¿Cuántas líneas de las filas siguientes contienen la cadena "table", teniendo en cuenta mayúsculas y minúsculas? Responde solo con el número.
= = =
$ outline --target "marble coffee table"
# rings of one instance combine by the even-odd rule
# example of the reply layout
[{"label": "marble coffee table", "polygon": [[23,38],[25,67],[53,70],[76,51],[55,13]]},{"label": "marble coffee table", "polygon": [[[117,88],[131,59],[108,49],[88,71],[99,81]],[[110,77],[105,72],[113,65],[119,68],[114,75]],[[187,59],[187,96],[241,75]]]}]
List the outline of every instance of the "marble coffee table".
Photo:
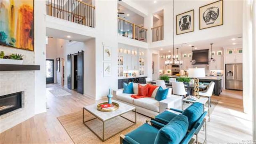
= = =
## Resultado
3